What needs to be done — Please read the research statement below and say what central question its research has revolved around in the past decade.

Source text —
----
My Research Programme
Many real world vision tasks such as motion segmentation, large scale scene reconstruction, and action/scene classification remain challenging research problems. This is not surprising, considering that more than half of the neocortex is involved in visual processing. To solve these vision problems robustly, we envisage that it requires a concerted research effort in integrating the different vision modules together, as well as further advancing our fundamental understanding of the individual vision modules.
I am interested to investigate the feedback and lateral links that exist in complex vision problems. For instance, the segmentation problem will need to combine a broad range of technical advances in computation of 3D surfaces, knowledge about natural scene statistics and gestalt laws, and expertise in advanced mathematical techniques such as level set, graph cut, MRF-based learning. It provides an opportunity for psychophysical, computational and mathematical studies that will extend our understanding of the processes underlying the interactions between various vision modules, as well as the incorporation of environmental constraints to enhance the performance in dynamic, real-world situations.
In the past decade, my research has revolved around the central question of space perception arising from motion cues, otherwise known as the structure from motion (SFM) problem. I approach this problem mainly from the computational perspective but also study the psychophysical implication and some applied aspects (see the links below). It remains an active area of my research. Recently, I address various motion-related problems such as 3D motion segmentation, tracking, as well as change detection amidst scenes with complicated dynamic behavior such as swaying trees and undulating waves.
----
Image region labeling records
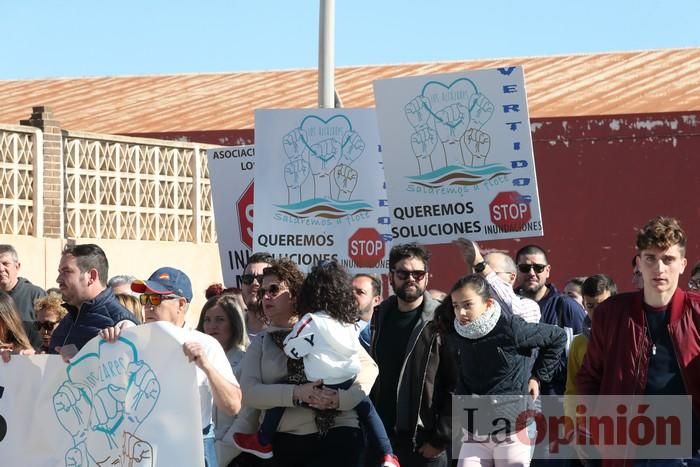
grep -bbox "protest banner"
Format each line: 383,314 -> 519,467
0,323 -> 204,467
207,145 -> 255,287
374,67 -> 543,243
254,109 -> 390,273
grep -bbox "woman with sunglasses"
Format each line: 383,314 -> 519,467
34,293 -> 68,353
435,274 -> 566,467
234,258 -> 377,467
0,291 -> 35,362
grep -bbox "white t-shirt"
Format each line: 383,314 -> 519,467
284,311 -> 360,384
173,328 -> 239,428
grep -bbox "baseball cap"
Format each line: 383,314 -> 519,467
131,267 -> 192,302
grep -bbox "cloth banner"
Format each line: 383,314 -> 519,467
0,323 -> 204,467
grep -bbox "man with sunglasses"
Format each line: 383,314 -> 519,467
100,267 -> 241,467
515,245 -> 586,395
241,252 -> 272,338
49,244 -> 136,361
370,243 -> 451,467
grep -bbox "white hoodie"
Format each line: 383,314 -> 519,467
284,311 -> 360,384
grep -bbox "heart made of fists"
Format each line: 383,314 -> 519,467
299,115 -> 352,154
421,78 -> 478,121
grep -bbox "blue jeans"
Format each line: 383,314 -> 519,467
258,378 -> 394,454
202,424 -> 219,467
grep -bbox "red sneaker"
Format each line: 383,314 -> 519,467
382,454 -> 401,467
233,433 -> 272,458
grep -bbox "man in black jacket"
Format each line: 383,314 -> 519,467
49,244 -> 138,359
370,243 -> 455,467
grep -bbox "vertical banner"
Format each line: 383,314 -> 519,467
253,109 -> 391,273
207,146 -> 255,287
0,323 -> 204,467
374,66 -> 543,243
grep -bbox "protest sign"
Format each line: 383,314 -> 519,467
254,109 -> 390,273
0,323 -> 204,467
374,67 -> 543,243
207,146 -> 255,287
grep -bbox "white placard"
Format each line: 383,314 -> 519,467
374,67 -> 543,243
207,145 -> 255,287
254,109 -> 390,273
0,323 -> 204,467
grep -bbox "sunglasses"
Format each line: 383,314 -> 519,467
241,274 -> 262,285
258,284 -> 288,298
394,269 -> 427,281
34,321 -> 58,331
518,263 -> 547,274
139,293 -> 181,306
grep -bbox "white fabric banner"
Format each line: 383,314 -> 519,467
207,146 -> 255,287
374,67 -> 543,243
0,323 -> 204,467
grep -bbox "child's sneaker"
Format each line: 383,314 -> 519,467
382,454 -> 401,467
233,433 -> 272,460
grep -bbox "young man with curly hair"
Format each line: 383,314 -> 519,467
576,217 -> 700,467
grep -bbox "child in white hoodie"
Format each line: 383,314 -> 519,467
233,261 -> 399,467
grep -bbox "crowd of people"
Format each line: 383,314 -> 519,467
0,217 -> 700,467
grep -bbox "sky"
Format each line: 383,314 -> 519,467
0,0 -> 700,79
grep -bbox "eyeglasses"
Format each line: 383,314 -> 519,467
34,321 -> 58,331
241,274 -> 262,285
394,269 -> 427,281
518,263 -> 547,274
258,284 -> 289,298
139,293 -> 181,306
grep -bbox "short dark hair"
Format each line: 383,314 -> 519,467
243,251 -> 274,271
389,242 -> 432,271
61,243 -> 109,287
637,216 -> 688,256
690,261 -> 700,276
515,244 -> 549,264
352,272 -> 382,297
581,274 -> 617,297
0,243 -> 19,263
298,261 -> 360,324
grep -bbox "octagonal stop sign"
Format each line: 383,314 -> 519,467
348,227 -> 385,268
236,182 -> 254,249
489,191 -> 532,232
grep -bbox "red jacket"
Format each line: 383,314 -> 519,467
----
The reply — Space perception arising from motion cues, otherwise known as the structure from motion (SFM) problem.